**EXCERPT:**
-.-.-

Code Focused

4 Ways To Transform a File on Windows with C++

On the Windows platform, the C++ language offers several ways to process a file. We'll look at four approaches for serial IO access.

Reading and writing to a file is one of the most required features of any standard library for a language or an OS API. Many times I've used different methods to perform IO, but I haven't got a chance to compare them or look deeper.

In this article, I'll present an implementation of one quite simple IO problem, but done using four different options: API of the C standard library, C++ Standard Library and two from the Windows API. This will be a background for the next article where we'll discuss performance of the APIs. In the implementation, we can also look at modern C++ techniques, especially resource management.

To present all the IO access methods I've created an application that transforms an input file into an output file using binary mode, converting block of bytes by block (you can see all the code at this link on GitHub). The size of the block can be configured, as shown in Figure 1.

Transform Operation: Binary Process Block By Block; Each Block is N-Byte (Parameter)
[Click on image for larger view.] Figure 1: Transform Operation: Binary Process Block By Block; Each Block is N-Byte (Parameter)

-.-.-

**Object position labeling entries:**
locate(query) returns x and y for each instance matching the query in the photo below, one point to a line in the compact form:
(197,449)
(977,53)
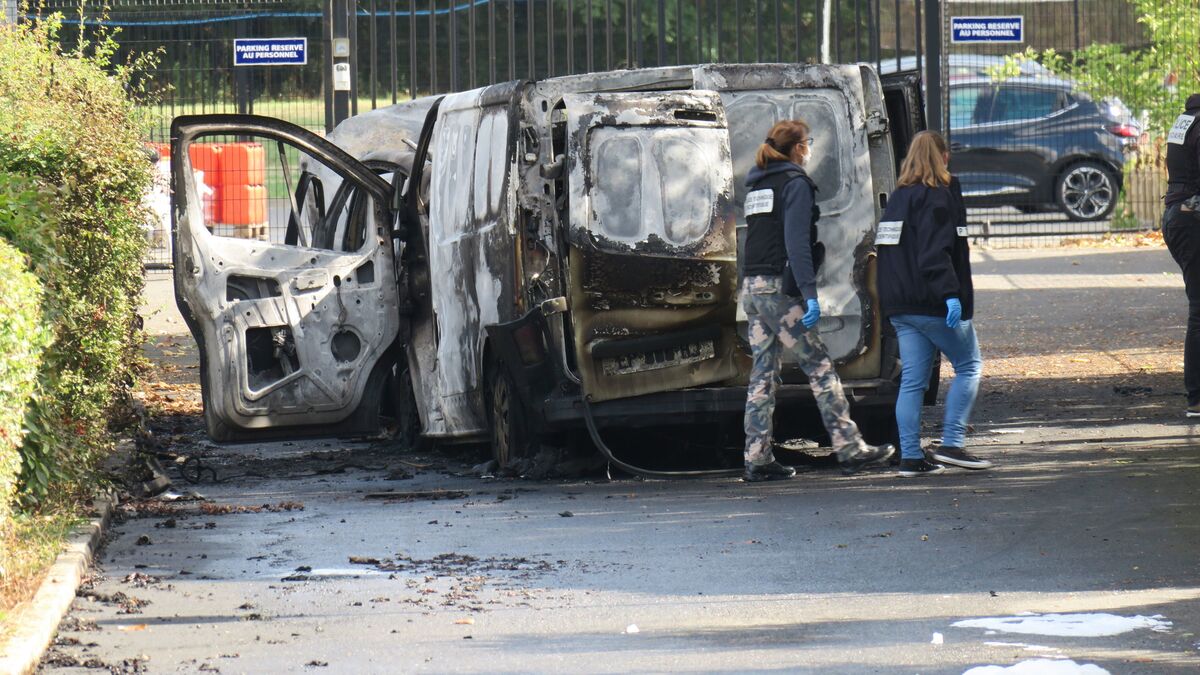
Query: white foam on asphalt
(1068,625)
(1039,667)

-.-.-

**TASK TO COMPLETE:**
According to the article on transforming files on Windows with C++, why does it solve one simple IO problem in four different ways?

**TASK RESULT:**
The four implementations lay the groundwork for the next article, which will discuss how these APIs perform. The author has used different IO methods many times but hadn't had a chance to compare them or look more deeply.